-- STATED GOAL A --
Can you render the rows from the one containing "Spot the gloves" through the final row, both ends included, as a numbered list, skipping blank lines and leaving out the pictures?
-- STATED GOAL B --
Could you write the next part of the EqualAI Algorithmic Impact Assessment page, picking up after its last sentence?
----- SOURCE EXCERPT
EqualAI Algorithmic Impact Assessment (AIA)

Assess your AI

Artificial Intelligence is an increasingly important and pervasive part of our daily lives and critical functions. As our reliance on this technology grows, the need increases exponentially to ensure it is trustworthy, meaning that the AI system is safe, inclusive, and tested thoroughly for unconscious biases and other potential harms.

There is increasing alignment on best practices for AI development and deployment, which are important elements of responsible AI governance. A key resource for understanding responsible AI governance is the congressionally mandated AI Risk Management Framework (AI RMF), released on January 26, 2023 by the U.S. Department of Commerce’s National Institute of Standards and Technology (NIST) and the companion guide, the draft AI RMF Playbook (Playbook) to help navigate and use the AI RMF.

Algorithmic Impact Assessments (AIA) have gained increasing acceptance as a useful approach for organizations to identify potential risks and proactively avoid harms and liability stemming from their AI systems. The EqualAI Algorithmic Impact Assessment (“EqualAI AIA”) Tool was created to offer organizations a user-friendly tool to operationalize best practices illuminated in the recent NIST publications.


Example EqualAI AIA

Our example EqualAI AIA is for demonstration purposes only and does not collect information. To adapt the example assessment for your use, either download our templates (PDFJekyll) or contact us to schedule an AIA consultation.


Description

Provide an initial description of the system, project overview, and points of contact who will be responsible for the audit or AI system. Note: You may want to include unique ID, tags or other project identifiers to facilitate identification and record keeping downstream.

Context

Section 1.1. Intended purpose(s) and limitations

It is important to provide context about the specific, envisioned use cases for which the AI system is designed to be deployed. In the absence of advanced knowledge about all potential settings in which a system will be deployed, examination of the bounds of acceptable deployment is instructive to identify unanticipated or untested downstream uses.

Section 1.2. Interdisciplinary Collaborations

A team of AI actors with a diversity of experience, expertise, abilities and backgrounds, and with the resources and independence to engage in critical inquiry is critical to build a robust and comprehensive mapping system.

  1. What interdisciplinary expert teams are you engaging to identify and manage risks in all stages of the AI life cycle? Have you included individuals with expertise in:

Section 1.3. The business value or context of business use

There are instances in which the AI solution is not the appropriate choice. The most significant example are situations where the AI solution would cause more harm than good. Another situation where the decision to terminate development could be appropriate is when AI systems do not present a business benefit beyond the status quo. Inherent risks and implicit or explicit costs should be weighed in the evaluation of whether an AI solution should be developed or deployed. Defining and documenting the specific business purpose of an AI system in a broader context of societal values helps teams evaluate risks and increases the clarity of “go/no-go” deployment decisions.

  1. Have you reviewed the documented system's purpose from a socio-technical perspective, i.e., considering characteristics such as explainability, interpretability, privacy, safety, and bias management, and in consideration of societal values?

Section 1.4. Organization's mission and goals

By establishing comprehensive and explicit enumeration of AI system purpose and expectations, organizations can identify and manage socio-technical risks and benefits that could be supported or jeopardized by the AI system.
----------
----- AVAILABLE RECORDS
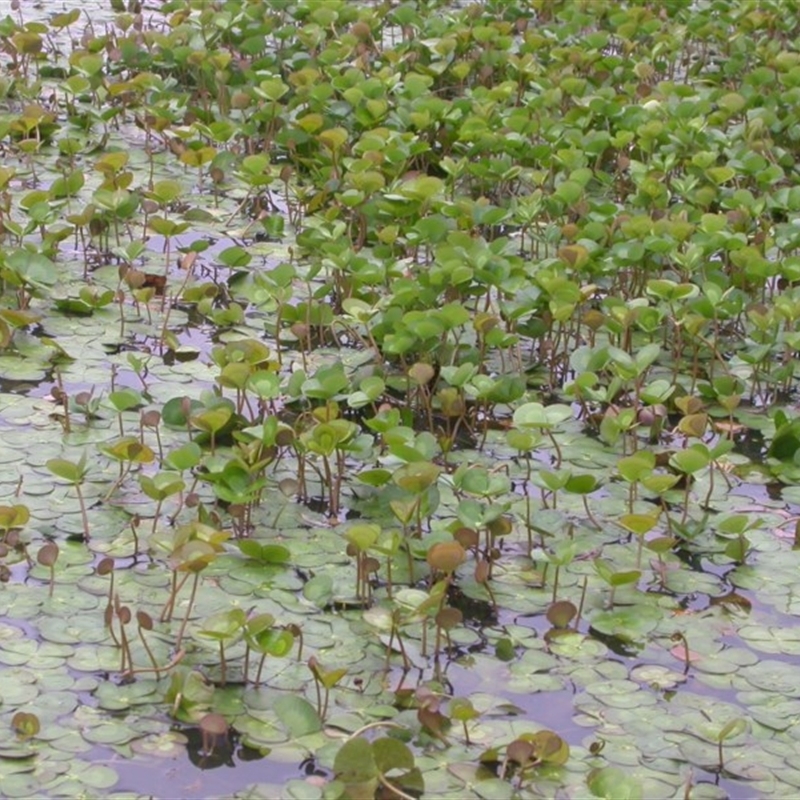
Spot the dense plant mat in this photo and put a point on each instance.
(399, 399)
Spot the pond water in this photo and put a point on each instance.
(361, 387)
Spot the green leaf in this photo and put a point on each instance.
(297, 715)
(611, 783)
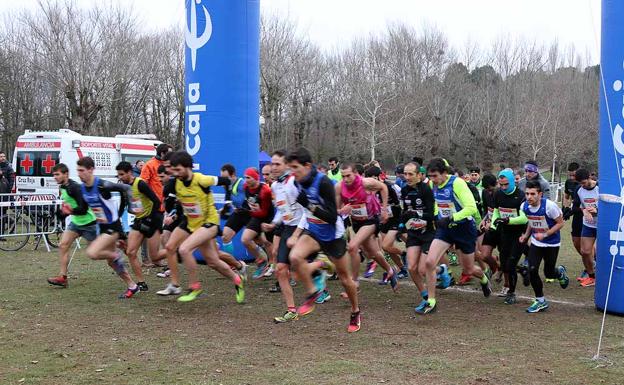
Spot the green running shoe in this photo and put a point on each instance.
(191, 295)
(287, 317)
(537, 306)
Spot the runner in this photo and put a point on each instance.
(148, 220)
(255, 210)
(82, 221)
(334, 170)
(545, 219)
(201, 227)
(324, 232)
(510, 222)
(417, 220)
(390, 230)
(571, 209)
(98, 194)
(355, 197)
(455, 224)
(587, 195)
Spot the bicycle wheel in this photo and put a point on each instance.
(10, 227)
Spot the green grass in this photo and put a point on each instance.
(85, 335)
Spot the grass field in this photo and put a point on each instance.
(84, 335)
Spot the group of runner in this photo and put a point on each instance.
(302, 223)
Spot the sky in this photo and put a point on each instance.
(335, 23)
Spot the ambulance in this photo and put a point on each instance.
(37, 152)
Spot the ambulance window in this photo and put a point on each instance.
(36, 163)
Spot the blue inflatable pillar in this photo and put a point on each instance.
(222, 86)
(611, 162)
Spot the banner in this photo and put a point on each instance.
(611, 161)
(222, 84)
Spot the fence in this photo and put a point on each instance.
(29, 215)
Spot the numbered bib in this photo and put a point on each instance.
(100, 216)
(538, 223)
(359, 212)
(192, 210)
(446, 208)
(507, 213)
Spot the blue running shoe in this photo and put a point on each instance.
(320, 281)
(260, 270)
(324, 297)
(537, 306)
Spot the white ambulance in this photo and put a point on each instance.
(36, 152)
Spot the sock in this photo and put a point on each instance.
(228, 247)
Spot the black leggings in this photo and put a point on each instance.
(510, 249)
(549, 255)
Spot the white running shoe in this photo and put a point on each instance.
(269, 271)
(170, 290)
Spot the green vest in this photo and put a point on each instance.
(78, 220)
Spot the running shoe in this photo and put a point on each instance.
(370, 269)
(320, 281)
(171, 289)
(260, 269)
(582, 276)
(129, 293)
(464, 279)
(324, 297)
(60, 280)
(426, 309)
(564, 280)
(453, 261)
(503, 293)
(524, 272)
(269, 272)
(402, 274)
(487, 288)
(537, 306)
(164, 274)
(243, 271)
(240, 292)
(307, 306)
(588, 282)
(287, 317)
(510, 299)
(354, 322)
(191, 295)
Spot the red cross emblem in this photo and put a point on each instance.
(26, 164)
(48, 163)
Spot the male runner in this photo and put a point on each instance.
(82, 221)
(148, 219)
(98, 194)
(545, 219)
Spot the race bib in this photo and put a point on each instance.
(446, 209)
(100, 216)
(507, 213)
(192, 210)
(538, 223)
(415, 224)
(285, 210)
(137, 206)
(359, 212)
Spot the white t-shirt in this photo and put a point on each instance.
(553, 212)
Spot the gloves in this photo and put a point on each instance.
(302, 199)
(501, 221)
(443, 222)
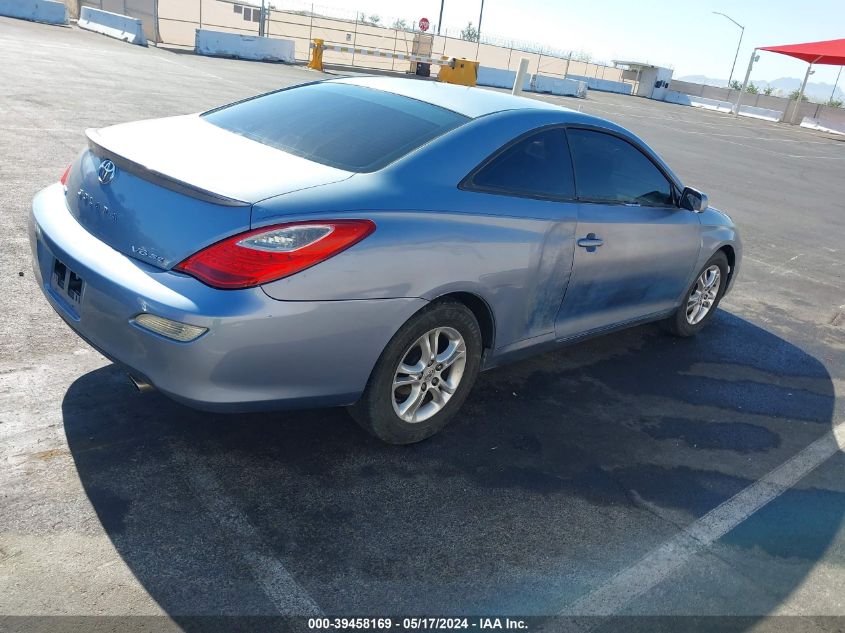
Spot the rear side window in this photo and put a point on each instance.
(349, 127)
(610, 169)
(537, 166)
----------
-- EXERCISE RESULT A --
1. Spot the gloves in this photo and put a point on each instance.
2. (302, 199)
3. (501, 221)
4. (443, 222)
5. Spot the rear side window in this photo and put a point on each instance.
6. (349, 127)
7. (610, 169)
8. (537, 166)

-- EXERCISE RESULT B --
Section 1.5. Organizational risk tolerances

Risk tolerance reflects the level and type of risk the organization will accept while conducting its mission and functions. Deployment decisions should be the outcome of a clearly defined process that is reflective of an organization’s values, including its risk tolerances. Go/no-go decisions should be incorporated throughout the AI system’s lifecycle. For systems deemed “higher risk,” such decisions should include approval from sufficiently senior technical or otherwise specialized or empowered executives (for more information on risk tolerance, see NIST AI RMF document Section 3.2.2. Risk Tolerance).

Classification

Section 2.1. Learning Task

AI actors should define the technical learning or decision-making task that an AI system is designed to accomplish.

  1. Which category of learning tasks does the AI system support?

2.2. Operational Context

Once deployed and in use, there are times when AI systems can perform poorly, manifest unanticipated negative impacts, or violate legal or ethical norms. Human oversight and stakeholder engagement can provide important contextual awareness.

  1. Does the AI system have connections to external networks (including the internet), financial markets, and critical infrastructure that have potential for negative externalities?

2.3. Data Collection and Selection

Many AI system risks and vulnerabilities can be traced to insufficient testing and evaluation processes as well as oversight in data collection and curation.

  1. [After extended use(s)] Is the training and testing data still representative of the current operational environment(s)?
  2. If the dataset relates to, or derives from individuals (e.g., their attributes) were they informed about the data collection?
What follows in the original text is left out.